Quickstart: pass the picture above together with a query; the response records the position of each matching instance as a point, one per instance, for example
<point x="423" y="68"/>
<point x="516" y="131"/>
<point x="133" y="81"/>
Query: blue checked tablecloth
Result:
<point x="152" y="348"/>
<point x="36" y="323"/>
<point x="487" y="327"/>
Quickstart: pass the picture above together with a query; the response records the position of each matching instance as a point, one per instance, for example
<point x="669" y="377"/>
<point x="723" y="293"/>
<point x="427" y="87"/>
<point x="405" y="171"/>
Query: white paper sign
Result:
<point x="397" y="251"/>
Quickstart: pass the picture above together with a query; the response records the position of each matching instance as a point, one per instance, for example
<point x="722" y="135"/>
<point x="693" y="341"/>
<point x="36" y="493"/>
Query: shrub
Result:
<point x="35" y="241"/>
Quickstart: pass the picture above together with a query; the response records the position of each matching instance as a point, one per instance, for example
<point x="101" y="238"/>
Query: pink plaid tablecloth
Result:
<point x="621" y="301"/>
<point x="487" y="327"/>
********
This exercise calls for repeating every line of the data exactly.

Quickstart: pass the picture above together with a query; the response records the position of each matching instance as a point, one per instance, for example
<point x="423" y="68"/>
<point x="516" y="131"/>
<point x="133" y="81"/>
Query: blue checked tablecloth
Result:
<point x="152" y="348"/>
<point x="36" y="323"/>
<point x="487" y="327"/>
Quickstart: pass the picture above together with a query; the response records the position of each matching instance as a point, one per instance, for example
<point x="669" y="377"/>
<point x="723" y="293"/>
<point x="427" y="87"/>
<point x="405" y="171"/>
Query: white paper sign
Result:
<point x="397" y="251"/>
Quickstart: pass the picture above together with a query; the response records the position of each matching instance as a point, one per instance, for example
<point x="722" y="135"/>
<point x="693" y="341"/>
<point x="36" y="493"/>
Query: shrub
Result:
<point x="35" y="241"/>
Quickstart: pass the picture above together with a query; the response records the position of each matching instance as a point, one per instance, for example
<point x="101" y="238"/>
Query: pink plaid tablecloth
Result:
<point x="621" y="301"/>
<point x="487" y="327"/>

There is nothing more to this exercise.